— AIM —
Can you reproduce, word for word, the part of the listing that starts at the line containing "Mark the white" and runs through the line containing "pixel 734 197", with both of those lines included?

(Dataset records)
-- BEGIN --

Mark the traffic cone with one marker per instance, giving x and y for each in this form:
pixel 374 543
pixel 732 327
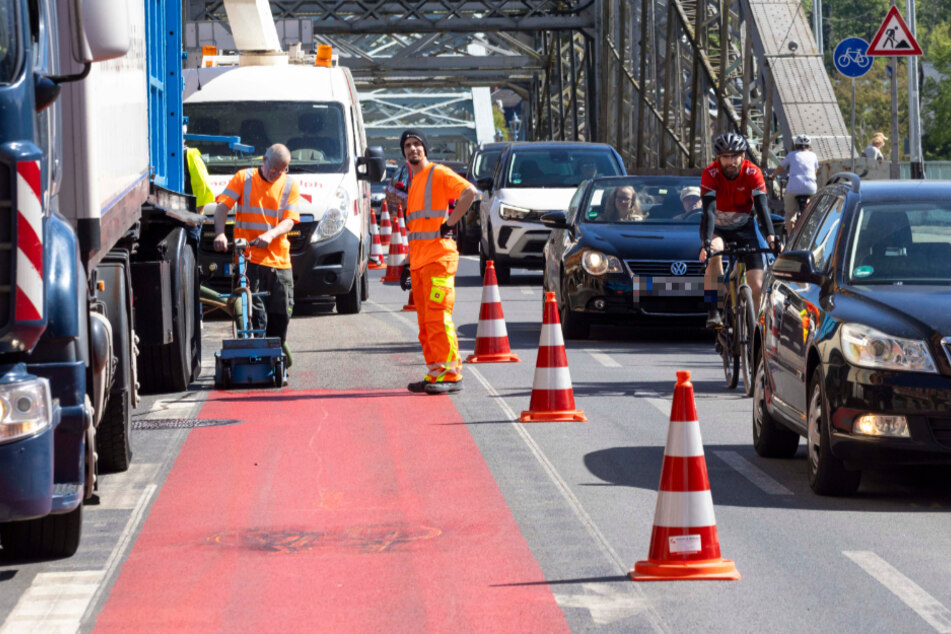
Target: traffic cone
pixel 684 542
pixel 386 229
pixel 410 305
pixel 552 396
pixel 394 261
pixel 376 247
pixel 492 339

-- END --
-- BEGIN --

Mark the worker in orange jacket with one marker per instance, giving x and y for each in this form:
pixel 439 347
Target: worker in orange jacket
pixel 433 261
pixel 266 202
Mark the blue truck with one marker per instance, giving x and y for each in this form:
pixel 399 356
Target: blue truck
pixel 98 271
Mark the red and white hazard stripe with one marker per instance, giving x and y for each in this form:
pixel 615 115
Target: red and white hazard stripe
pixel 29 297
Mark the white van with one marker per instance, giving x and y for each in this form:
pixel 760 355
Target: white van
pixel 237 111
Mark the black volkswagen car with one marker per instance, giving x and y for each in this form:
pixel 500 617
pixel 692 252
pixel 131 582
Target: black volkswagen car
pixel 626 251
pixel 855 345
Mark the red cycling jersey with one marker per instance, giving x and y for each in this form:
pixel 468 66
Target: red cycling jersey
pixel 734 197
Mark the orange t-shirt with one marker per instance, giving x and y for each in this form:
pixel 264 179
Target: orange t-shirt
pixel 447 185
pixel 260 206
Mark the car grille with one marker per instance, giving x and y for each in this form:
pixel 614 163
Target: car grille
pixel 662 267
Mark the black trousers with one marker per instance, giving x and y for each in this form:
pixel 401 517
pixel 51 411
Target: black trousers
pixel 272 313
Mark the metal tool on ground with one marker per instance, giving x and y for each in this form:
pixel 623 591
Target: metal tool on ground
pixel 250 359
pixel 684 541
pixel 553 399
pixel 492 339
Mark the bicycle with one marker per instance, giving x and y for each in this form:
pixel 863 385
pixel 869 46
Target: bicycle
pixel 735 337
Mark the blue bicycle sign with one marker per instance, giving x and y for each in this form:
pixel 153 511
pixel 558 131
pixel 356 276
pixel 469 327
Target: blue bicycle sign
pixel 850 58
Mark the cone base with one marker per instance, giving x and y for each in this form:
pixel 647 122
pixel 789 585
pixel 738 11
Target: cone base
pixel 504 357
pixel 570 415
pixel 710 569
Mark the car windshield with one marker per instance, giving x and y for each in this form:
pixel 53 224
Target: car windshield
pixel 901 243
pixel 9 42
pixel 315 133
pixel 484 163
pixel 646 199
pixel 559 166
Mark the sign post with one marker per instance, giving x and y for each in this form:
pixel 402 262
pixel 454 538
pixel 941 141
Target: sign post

-- END --

— SOLUTION TO THE PROBLEM —
Mark the white van with one marker per instance, giving x and y for each in this form:
pixel 760 355
Target: white van
pixel 237 111
Mark the black volkswagen car with one marker per instance, giving x and y for each in this form:
pixel 500 617
pixel 692 252
pixel 131 582
Target: black volkswagen car
pixel 626 251
pixel 855 345
Mark the red cycling jersey with one marker per instance, giving x and y for each in this form:
pixel 468 66
Target: red cycling jersey
pixel 734 197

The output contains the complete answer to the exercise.